### OBJECTIVE
Replace each "report" in the data below with "give", leaving everything else unchanged.
※
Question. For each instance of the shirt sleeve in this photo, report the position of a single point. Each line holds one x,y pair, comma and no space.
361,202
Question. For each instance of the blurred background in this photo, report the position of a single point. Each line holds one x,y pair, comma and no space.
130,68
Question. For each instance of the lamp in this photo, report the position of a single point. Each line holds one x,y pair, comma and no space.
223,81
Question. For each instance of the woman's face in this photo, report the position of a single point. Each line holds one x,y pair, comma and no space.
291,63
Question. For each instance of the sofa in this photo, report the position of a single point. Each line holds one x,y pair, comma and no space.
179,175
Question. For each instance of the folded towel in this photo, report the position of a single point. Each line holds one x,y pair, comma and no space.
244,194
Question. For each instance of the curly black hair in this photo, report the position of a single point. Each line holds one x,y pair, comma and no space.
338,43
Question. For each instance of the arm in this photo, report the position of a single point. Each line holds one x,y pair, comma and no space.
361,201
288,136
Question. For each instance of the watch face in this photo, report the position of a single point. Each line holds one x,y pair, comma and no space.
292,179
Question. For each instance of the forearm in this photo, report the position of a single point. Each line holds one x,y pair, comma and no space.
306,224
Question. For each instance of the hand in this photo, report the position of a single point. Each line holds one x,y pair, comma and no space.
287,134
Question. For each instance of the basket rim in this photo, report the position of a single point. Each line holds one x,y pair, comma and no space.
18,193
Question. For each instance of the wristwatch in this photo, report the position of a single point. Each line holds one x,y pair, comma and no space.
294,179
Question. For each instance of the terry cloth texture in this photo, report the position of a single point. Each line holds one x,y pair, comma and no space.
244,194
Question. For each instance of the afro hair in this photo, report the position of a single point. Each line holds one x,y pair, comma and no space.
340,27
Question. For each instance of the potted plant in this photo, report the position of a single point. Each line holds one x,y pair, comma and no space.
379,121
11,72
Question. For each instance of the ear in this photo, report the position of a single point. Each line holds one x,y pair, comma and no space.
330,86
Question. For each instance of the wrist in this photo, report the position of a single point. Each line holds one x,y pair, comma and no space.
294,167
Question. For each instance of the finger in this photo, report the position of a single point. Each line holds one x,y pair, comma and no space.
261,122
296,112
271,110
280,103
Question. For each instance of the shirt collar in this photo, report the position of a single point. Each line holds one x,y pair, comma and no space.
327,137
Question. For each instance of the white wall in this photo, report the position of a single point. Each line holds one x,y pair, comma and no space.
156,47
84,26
※
### WORKED ANSWER
Question. For each instance of the shirt sleeve in this photo, give the position of a single point. Each line holds one x,y pair, comma and no space.
361,202
Question. For each instance of the blurred background in this photo, give the position of a single point. Each line holds one x,y pair, comma and no space.
130,68
Question. For each instance of the lamp in this photo, give the position of a single point. Each line holds one x,y pair, comma and no space.
223,81
Question. For each instance of the woman's face in this photo, give the position of a single point. Each line holds one x,y pair, comma and no space.
291,63
Question. For each instance of the sofa in this photo, give the position of a single point. Each line holds one x,y pair, comma and no space.
179,175
Question. For each instance of the folded towel in this photo, give the position of a single point. Each line holds one x,y pair, comma and no space.
244,194
Question. For each instance of the curly black hair in this photo, give the position of a single point. Each line holds one x,y pair, comma and no space.
338,43
Question. For each instance of the arm in this photo, give the position of a single point. Each line holds one x,y pair, comma and no space.
361,201
288,136
Question. For each instance of the watch face in this photo, give the position of a single point. Each line holds one x,y pair, comma and no space.
292,179
Question. For each instance of the forearm in this photo, give the position of a single point. Each line holds one x,y pair, comma and no space.
306,224
Question. For each instance of the hand in this photo, give the position of a single point. Each line holds one x,y pair, comma and no space.
287,134
Question. For each instance of the basket rim in this photo, give the position of a single point. Each line holds one x,y pair, comma and no space.
18,193
Question. For each instance of the wristwatch in this photo, give the position of a single point. Each line holds one x,y pair, comma and no space.
294,179
Question. For each instance of the terry cloth texture in this photo, give the position of a single point. Each line holds one x,y pair, comma and no space.
244,194
Question. For each instance of the afro hair in this photo, give the position of a single point. Each line holds one x,y pair, comma and no space.
340,27
Question. For each instance of the potted plant in this photo, give the position of a single point. Each line holds one x,y pair, comma and no space.
379,121
11,72
Question. For each instance of the ear in this photo, give the position of a single point. Each line holds one x,y pair, comma and no space.
330,86
Question. For each instance of the wrist in this photo, give the position of a single point. Each line holds one x,y pair, comma and no space.
294,167
Question. For each instance of the finger in this photo, give the position of a single point. Each line holds one x,y pair, comma and no space.
261,122
296,112
271,110
280,103
Question. For each instance of the shirt collar in this photo, give the position of a single point. Each line holds one x,y pair, comma and no space.
327,137
Question. For each instance of the white wall in this photo, give the position of a single point. Each line holds one x,y pair, comma and no space.
156,47
84,26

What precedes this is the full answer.